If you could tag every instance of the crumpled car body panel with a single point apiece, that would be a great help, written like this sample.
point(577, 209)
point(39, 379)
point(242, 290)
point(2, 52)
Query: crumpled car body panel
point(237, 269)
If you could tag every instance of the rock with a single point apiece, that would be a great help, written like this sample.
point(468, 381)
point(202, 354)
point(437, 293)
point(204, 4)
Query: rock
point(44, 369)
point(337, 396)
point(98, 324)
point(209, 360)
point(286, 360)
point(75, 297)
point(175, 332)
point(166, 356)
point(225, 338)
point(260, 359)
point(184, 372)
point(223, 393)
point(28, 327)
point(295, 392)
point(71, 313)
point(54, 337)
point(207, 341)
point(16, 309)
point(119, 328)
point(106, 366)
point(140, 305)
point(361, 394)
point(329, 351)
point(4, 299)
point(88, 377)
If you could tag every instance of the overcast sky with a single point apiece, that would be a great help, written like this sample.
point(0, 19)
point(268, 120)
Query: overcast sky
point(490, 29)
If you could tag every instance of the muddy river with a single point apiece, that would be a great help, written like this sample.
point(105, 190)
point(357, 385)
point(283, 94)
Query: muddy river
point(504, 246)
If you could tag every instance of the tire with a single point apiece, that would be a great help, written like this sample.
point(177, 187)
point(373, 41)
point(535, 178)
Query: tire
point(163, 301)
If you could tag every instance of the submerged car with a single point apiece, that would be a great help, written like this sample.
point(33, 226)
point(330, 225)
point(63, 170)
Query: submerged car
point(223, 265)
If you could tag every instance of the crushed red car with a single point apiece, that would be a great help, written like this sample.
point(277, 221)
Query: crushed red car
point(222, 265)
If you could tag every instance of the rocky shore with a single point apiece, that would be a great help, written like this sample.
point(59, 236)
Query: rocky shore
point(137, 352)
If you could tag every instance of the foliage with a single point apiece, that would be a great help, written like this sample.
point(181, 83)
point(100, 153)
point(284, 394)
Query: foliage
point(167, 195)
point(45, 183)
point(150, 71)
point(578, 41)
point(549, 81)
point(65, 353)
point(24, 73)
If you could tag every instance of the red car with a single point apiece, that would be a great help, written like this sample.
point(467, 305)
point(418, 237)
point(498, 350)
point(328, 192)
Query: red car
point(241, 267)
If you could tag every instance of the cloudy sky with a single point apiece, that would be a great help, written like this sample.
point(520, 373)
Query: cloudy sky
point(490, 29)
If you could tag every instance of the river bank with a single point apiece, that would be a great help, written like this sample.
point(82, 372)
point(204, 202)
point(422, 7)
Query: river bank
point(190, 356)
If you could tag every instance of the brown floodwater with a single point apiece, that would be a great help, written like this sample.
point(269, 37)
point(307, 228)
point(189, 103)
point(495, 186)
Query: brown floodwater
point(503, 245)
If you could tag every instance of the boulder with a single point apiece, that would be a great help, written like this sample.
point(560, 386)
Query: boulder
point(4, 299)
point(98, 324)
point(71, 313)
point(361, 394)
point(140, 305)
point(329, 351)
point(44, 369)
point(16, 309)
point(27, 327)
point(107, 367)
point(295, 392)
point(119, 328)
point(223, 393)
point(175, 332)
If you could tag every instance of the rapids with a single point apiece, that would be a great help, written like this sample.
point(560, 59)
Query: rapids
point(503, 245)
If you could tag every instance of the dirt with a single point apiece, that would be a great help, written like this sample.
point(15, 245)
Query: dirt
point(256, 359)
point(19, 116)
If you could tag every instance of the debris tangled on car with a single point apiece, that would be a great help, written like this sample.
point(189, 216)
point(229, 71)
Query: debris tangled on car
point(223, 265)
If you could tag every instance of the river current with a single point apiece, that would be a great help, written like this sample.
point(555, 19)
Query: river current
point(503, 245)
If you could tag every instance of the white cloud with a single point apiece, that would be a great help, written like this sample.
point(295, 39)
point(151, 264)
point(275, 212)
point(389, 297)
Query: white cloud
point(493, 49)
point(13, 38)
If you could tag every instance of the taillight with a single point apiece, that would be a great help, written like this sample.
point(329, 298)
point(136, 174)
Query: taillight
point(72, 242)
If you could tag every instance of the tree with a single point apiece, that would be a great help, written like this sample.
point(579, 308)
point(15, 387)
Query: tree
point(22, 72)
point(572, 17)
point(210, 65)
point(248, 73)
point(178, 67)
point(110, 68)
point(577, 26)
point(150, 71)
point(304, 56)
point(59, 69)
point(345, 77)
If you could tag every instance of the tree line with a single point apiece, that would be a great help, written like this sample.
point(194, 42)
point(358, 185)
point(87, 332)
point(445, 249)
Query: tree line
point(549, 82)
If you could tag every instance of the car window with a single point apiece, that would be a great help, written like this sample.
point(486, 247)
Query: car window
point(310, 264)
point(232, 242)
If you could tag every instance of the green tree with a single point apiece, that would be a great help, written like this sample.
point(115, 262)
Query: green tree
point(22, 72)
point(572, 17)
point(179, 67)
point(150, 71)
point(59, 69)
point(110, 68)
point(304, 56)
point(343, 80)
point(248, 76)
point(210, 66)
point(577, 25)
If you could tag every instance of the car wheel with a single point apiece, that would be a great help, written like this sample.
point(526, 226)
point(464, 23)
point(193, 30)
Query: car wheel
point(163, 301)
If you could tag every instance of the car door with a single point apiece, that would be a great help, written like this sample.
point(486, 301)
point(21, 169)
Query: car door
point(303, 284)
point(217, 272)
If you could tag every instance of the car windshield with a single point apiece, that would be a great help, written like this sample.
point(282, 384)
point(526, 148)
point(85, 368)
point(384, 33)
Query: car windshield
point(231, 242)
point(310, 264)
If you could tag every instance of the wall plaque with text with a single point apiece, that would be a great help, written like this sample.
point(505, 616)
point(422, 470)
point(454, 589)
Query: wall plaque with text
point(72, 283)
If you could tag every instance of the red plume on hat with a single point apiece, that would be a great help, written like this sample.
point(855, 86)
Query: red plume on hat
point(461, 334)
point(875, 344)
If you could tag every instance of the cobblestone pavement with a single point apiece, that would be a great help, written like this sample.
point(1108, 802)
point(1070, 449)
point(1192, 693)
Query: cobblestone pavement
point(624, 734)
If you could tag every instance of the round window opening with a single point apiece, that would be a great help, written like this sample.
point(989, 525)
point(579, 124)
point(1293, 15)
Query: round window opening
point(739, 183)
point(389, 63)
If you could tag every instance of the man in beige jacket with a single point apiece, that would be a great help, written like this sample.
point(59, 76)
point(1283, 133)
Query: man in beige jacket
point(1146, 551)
==*==
(OBJECTIVE):
The required output is the span of lines from the one containing "If you could tag every instance of the car window" to the last line, reproduced character for character.

(IN RESPONSE):
If you could tag every instance of the car window with a single point apiece, that would be a great help, written like this sample.
point(486, 247)
Query: car window
point(310, 264)
point(232, 242)
If you could tag every instance of the green tree with a single point apiece, that would be a great help, written like this sample.
point(115, 262)
Query: green tree
point(22, 72)
point(572, 17)
point(179, 67)
point(150, 71)
point(59, 69)
point(110, 68)
point(304, 56)
point(343, 80)
point(248, 76)
point(210, 66)
point(577, 25)
If you could tag every instance of the car wheel with a single point apiece, that would be a great help, written like this sample.
point(526, 226)
point(464, 23)
point(193, 30)
Query: car wheel
point(163, 301)
If you could tag every instance of the car door with a single point apiece, that would be a great help, written like this sample.
point(486, 301)
point(21, 169)
Query: car door
point(303, 284)
point(217, 272)
If you could tag every instance of the car windshield with a single point apiece, that would be a great help, written like this sample.
point(282, 384)
point(526, 148)
point(85, 368)
point(384, 33)
Query: car windshield
point(231, 242)
point(310, 264)
If you could tag every instance of the wall plaque with text with a single point apiece, that would be a great help, written like this sample.
point(505, 616)
point(422, 470)
point(454, 589)
Query: wall plaque with text
point(72, 283)
If you could tag every instance of the red plume on hat with a single point apiece, that would be a great help, written like this sample.
point(855, 86)
Query: red plume on hat
point(461, 334)
point(875, 344)
If you could tag every instance of the cobblestone pavement with a single point apiece, that would be a great help, written like this sample.
point(1108, 802)
point(1070, 449)
point(1192, 693)
Query: cobblestone pavement
point(624, 734)
If you could tag every instance of the round window opening with a single point apiece, that would be a great help, written like this sample.
point(989, 525)
point(579, 124)
point(1293, 15)
Query: round window opening
point(739, 183)
point(389, 63)
If you could tag every instance of the man in beige jacket with a single point apiece, that would be a great help, written like this sample.
point(59, 76)
point(1283, 133)
Query: man in beige jacket
point(1146, 551)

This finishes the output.